:: Exercise data ::
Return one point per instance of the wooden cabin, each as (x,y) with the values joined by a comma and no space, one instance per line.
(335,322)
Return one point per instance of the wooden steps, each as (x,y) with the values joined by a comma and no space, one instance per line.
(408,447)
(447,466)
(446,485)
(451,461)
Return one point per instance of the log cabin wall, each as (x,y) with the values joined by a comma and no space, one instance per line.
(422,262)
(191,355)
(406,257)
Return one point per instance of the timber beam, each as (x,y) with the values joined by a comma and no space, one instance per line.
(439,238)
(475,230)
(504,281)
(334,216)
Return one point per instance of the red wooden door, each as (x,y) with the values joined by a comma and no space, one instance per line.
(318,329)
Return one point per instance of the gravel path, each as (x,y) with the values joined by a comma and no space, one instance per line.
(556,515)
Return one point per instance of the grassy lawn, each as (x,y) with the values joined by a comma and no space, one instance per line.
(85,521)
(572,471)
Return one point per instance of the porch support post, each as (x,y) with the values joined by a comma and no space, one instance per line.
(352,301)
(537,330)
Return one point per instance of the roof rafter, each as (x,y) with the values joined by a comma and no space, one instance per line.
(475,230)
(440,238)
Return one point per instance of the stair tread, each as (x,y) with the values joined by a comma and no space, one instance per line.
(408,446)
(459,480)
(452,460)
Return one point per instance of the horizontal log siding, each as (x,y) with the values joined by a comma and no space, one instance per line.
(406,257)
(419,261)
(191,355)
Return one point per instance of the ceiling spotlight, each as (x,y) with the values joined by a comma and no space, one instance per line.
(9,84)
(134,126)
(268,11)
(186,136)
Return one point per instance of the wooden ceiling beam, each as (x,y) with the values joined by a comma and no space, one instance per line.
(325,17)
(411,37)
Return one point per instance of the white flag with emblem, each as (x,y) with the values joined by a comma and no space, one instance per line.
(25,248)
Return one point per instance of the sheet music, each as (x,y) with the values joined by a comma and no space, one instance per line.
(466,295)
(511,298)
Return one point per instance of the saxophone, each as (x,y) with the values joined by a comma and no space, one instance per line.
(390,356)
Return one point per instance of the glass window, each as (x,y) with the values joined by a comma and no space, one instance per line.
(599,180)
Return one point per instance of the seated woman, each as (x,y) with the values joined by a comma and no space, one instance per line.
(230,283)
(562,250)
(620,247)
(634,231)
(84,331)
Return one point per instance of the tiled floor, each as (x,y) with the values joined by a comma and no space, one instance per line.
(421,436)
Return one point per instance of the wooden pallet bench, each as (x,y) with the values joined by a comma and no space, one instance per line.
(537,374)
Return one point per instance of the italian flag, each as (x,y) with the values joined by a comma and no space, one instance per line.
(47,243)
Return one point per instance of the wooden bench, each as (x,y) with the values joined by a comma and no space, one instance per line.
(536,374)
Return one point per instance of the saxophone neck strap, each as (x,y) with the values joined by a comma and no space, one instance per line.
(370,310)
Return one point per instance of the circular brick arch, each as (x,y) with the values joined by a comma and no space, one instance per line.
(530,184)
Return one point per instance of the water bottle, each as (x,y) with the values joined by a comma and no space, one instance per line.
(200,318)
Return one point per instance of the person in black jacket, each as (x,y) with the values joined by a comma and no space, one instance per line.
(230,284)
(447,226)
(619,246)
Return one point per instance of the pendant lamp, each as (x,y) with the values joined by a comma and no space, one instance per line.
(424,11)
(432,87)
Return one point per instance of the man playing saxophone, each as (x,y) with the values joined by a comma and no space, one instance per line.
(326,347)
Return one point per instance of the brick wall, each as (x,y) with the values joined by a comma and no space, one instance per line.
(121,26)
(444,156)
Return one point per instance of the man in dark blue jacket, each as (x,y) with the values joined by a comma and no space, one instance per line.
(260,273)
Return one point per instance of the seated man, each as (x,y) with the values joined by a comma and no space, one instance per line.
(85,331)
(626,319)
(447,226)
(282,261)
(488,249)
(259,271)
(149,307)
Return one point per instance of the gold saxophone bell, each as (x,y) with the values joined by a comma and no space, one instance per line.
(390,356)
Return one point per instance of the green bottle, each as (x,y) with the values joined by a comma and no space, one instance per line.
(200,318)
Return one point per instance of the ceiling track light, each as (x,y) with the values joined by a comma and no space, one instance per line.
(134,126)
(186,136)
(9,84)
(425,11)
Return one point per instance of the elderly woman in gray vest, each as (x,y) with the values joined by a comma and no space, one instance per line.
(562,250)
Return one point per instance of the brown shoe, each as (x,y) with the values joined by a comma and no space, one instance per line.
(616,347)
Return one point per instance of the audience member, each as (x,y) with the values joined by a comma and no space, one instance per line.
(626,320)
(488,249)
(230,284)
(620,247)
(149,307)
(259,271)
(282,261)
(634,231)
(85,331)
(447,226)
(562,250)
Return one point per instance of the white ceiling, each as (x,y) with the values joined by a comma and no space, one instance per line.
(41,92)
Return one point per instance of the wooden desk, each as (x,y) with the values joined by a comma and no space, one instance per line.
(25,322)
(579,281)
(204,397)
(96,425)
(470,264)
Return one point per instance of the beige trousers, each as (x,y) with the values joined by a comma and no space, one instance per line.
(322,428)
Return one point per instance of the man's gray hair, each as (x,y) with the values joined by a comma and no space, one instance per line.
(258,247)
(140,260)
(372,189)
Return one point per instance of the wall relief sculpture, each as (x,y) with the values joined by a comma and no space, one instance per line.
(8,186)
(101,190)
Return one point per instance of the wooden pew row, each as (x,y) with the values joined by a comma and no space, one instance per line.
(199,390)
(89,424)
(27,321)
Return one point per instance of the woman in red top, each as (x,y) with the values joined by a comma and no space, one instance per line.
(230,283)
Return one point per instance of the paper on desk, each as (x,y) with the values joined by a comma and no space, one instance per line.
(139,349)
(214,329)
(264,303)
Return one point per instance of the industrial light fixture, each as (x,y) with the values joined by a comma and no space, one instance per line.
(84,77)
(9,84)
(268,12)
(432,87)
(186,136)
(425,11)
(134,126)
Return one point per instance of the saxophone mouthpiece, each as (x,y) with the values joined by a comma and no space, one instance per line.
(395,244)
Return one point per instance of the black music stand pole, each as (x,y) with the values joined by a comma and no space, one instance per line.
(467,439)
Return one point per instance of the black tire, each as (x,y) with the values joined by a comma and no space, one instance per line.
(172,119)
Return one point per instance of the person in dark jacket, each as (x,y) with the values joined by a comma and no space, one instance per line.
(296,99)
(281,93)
:::
Reply by returning the full set of records above exactly.

Return one point per instance of the wooden cabin, each as (x,y) with the values joined by a comma and no space, one instance per line.
(335,322)
Return one point per instance of the wooden steps, each as (x,y) with the values joined by a comma and no space, one instance per line.
(408,447)
(447,466)
(446,485)
(451,461)
Return one point per instance of the log cabin wall, each as (x,y) with the values joined by a comma and no space, one instance per line.
(422,262)
(191,355)
(406,257)
Return one point per instance of the timber beam, each as (x,y) with the values joined by a comma and no space, one instance per line.
(439,238)
(475,230)
(504,281)
(334,216)
Return one point per instance of the red wooden door, each as (x,y) with the values joined by a comma and no space, one instance per line.
(318,329)
Return one point per instance of the gravel path, each as (x,y) with the values joined by a comma and no space, one instance per line.
(556,515)
Return one point per instance of the grassy lawn, each as (x,y) with the values joined by a comma and no space, one instance per line.
(85,521)
(572,471)
Return one point per instance of the porch support post, each as (x,y) with the values joined by a comma and no space, one instance per line.
(352,301)
(537,330)
Return one point per instance of the roof rafter, each as (x,y) with the values joined by a comma and no space, one instance per line.
(475,230)
(440,238)
Return one point per instance of the stair tread, each as (x,y) with the values joined by a comma and no space, one instance per line.
(408,446)
(459,480)
(452,460)
Return one point per instance of the horizontal log siding, each as (x,y) with the values joined by a comma and no space, one instance per line.
(406,257)
(419,261)
(191,355)
Return one point per instance of the ceiling spotlight, each as (x,y) with the values joined by a comma and no space, one instance per line.
(9,84)
(134,126)
(268,11)
(186,136)
Return one point per instance of the wooden ceiling beam, each as (x,y) with the values joined by a comma and no space, one instance per line.
(325,17)
(411,37)
Return one point per instance of the white flag with emblem, each as (x,y) with the values joined by a comma and no space, one instance per line.
(25,248)
Return one point per instance of the sheet music, each as (x,y) with the values joined by a comma and no space, one instance per line.
(466,295)
(511,298)
Return one point per instance of the saxophone, each as (x,y) with the values joined by a comma and no space, one instance per line.
(390,356)
Return one point per instance of the glass window, each as (x,y) with the values joined by a comma and no space, one instance per line.
(599,180)
Return one point per instance of the seated woman, each as (x,y) with the values joined by a comma and no space, one instance per line.
(230,283)
(562,250)
(620,247)
(634,231)
(84,331)
Return one point per instance of the tiled floor, each as (x,y) with the values joined by a comma and no space, one instance per line.
(421,436)
Return one point per instance of the wooden pallet bench, each as (x,y) with the values joined by a comma and no space, one instance per line.
(537,374)
Return one point per instance of the italian flag, each as (x,y) with the values joined by a comma and no space, one instance per line.
(47,243)
Return one point per instance of the wooden bench, each as (x,y) with the values joined by a comma and no space, one instance per line.
(536,374)
Return one point per instance of the saxophone neck strap, each as (x,y) with the values joined by a comma and no space, one instance per line.
(370,310)
Return one point per instance of the circular brick arch, each as (x,y) with the values joined by a comma and no space, one instance per line.
(530,184)
Return one point per instance of the water bottle, each as (x,y) with the values joined by a comma and no space, one instance per line.
(200,318)
Return one point per instance of the person in black jacket, each as (x,y) with the values joined by a comma and no space, one instance per line.
(230,284)
(447,226)
(619,246)
Return one point per instance of the pendant lamp, each as (x,y) with the values joined by a comma and no space, one instance per line.
(424,11)
(432,87)
Return one point per instance of the man playing saxophone, each as (x,y) with the values joined by a comma and no space, one instance per line.
(326,347)
Return one point per instance of the brick wall, each as (x,y) with the values joined by a comma and no space, one instance per line.
(121,26)
(444,156)
Return one point per instance of the man in dark blue jacket, each as (x,y) with the values joined by a comma and no space, one instance per line.
(260,273)
Return one point per instance of the seated man, each as (x,y) with the values joined by a comma and no space, one instance per line.
(85,331)
(626,319)
(447,226)
(282,261)
(488,249)
(259,271)
(149,307)
Return one point per instance of the gold saxophone bell, each as (x,y) with the values joined by a comma and no space, one instance per line.
(390,356)
Return one point per instance of the green bottle, each as (x,y) with the values joined by a comma and no space, one instance per line.
(200,318)
Return one point per instance of the ceiling track light, each as (x,y) with the values joined by a comma and no space, one instance per line.
(134,126)
(186,136)
(9,84)
(425,11)
Return one point per instance of the elderly woman in gray vest, each as (x,y) with the values joined by a comma and no space, one instance per line.
(562,250)
Return one point per instance of the brown shoe, each as (x,y) with the values joined by a comma and no space, one instance per line.
(616,347)
Return one point per instance of the audience member, each as (x,y) with the values joined by a comma and no space, one instance per line.
(626,320)
(488,249)
(230,284)
(620,247)
(149,307)
(259,271)
(282,261)
(634,231)
(85,331)
(447,226)
(562,250)
Return one point per instance of the white ceiling, each as (x,y) with the values joined by a comma and no space, one instance per line.
(41,92)
Return one point per instance of the wooden desk, each as (x,y) with the values joined by a comma and no space, one instance per line.
(25,322)
(579,281)
(204,397)
(96,425)
(470,264)
Return one point per instance of the beige trousers, each as (x,y) with the values joined by a comma and no space, one instance per line.
(322,428)
Return one point per instance of the man's gray hair, each as (x,y) with the values joined by a comma and no space, one instance per line.
(258,247)
(140,260)
(372,189)
Return one point per instance of the wall relief sculpture, each as (x,y) with the values joined by a comma and no space, one instance per line.
(8,186)
(101,190)
Return one point per instance of the wooden pew row, each as (x,y) with the values joined by a comma and no space, one instance per line.
(199,390)
(89,424)
(27,321)
Return one point per instance of the woman in red top, each as (x,y) with the values joined by a comma and no space, one instance per line.
(230,283)
Return one point per instance of the paper on desk, each as (x,y) with the values joined by a comma and no space, one instance per line.
(139,349)
(214,329)
(264,303)
Return one point per instance of the industrial light fixture, each as (x,y) with the values joined by a comma and no space, one instance per line.
(84,77)
(9,84)
(268,12)
(432,87)
(186,136)
(425,11)
(134,126)
Return one point per instance of the saxophone mouthpiece, each as (x,y) with the values joined by a comma and no space, one instance per line.
(395,244)
Return one point per instance of the black music stand pole, each as (x,y) with the values joined by a comma and no space, one instance per line.
(467,439)
Return one point per instance of the black tire, each as (x,y) with the values joined by a comma and no space, one instance per line.
(172,119)
Return one point per instance of the person in dark jacket, each as (x,y) with the values joined by a comma and no space, one instance per line.
(296,99)
(281,93)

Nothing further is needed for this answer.